[Dataset records]
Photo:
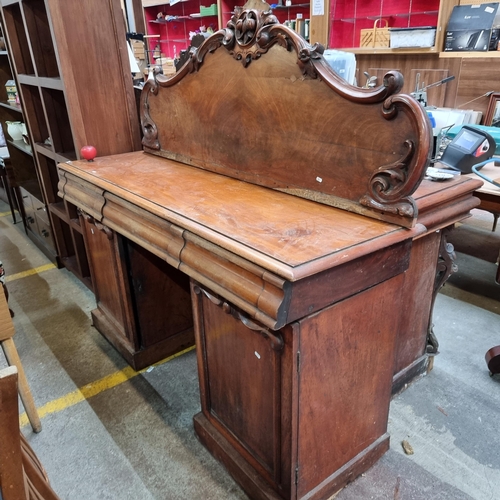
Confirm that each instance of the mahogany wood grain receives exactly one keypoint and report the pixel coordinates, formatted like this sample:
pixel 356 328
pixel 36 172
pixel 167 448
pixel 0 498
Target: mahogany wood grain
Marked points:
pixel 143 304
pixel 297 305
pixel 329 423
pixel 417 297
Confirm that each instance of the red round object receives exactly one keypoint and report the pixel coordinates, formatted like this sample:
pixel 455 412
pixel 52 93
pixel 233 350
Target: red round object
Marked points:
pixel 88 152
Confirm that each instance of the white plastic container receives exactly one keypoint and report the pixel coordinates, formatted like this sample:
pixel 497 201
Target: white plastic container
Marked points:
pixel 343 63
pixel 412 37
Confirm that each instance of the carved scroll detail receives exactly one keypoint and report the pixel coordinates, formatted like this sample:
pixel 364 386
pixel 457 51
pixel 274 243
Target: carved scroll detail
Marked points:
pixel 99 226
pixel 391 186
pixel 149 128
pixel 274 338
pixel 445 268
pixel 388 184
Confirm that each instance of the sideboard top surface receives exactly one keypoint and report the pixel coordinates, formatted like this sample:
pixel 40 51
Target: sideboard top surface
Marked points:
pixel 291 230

## WORK TO DO
Render every line of the entries above as a Markdown table with the columns "Row" and "Line," skipping blank lines. Leave the pictures out.

## COMPLETED EXERCISE
| Row | Line |
|---|---|
| 1 | Photo: |
| 2 | Confirm that each instance of the mahogany wood grain receives exactly one keypoint and report the pixel coordinates, formatted like this sample: |
| 3 | pixel 356 328 |
| 4 | pixel 36 172 |
| 5 | pixel 167 448 |
| 6 | pixel 0 498 |
| 7 | Target: mahogany wood grain |
| 8 | Marked points: |
| 9 | pixel 143 304 |
| 10 | pixel 297 305 |
| 11 | pixel 329 423 |
| 12 | pixel 417 297 |
| 13 | Confirm that each instance of the red round object receives exactly one keypoint and report the pixel coordinates, formatted like this sample: |
| 14 | pixel 455 412 |
| 15 | pixel 52 93 |
| 16 | pixel 233 350 |
| 17 | Target: red round object |
| 18 | Marked points: |
| 19 | pixel 88 152 |
| 20 | Confirm that each instance of the white plastic container receives exactly one keypoint and report the pixel coordinates, formatted like this sample: |
| 21 | pixel 497 201 |
| 22 | Target: white plastic container |
| 23 | Marked points: |
| 24 | pixel 343 63 |
| 25 | pixel 412 37 |
| 26 | Confirm that each instance of the carved scroll detail receives exactly one keypoint and report the pixel coordinates, formatted like this sample: |
| 27 | pixel 364 386 |
| 28 | pixel 457 51 |
| 29 | pixel 274 243 |
| 30 | Target: carved scroll detail |
| 31 | Marked points: |
| 32 | pixel 99 226 |
| 33 | pixel 391 186 |
| 34 | pixel 149 128 |
| 35 | pixel 274 338 |
| 36 | pixel 445 268 |
| 37 | pixel 388 184 |
| 38 | Confirm that each instance of the sideboard top surface receives exactly one keypoint and report the pixel coordinates, formatted like this sample: |
| 39 | pixel 40 51 |
| 40 | Target: sideboard top surface |
| 41 | Marked points: |
| 42 | pixel 291 230 |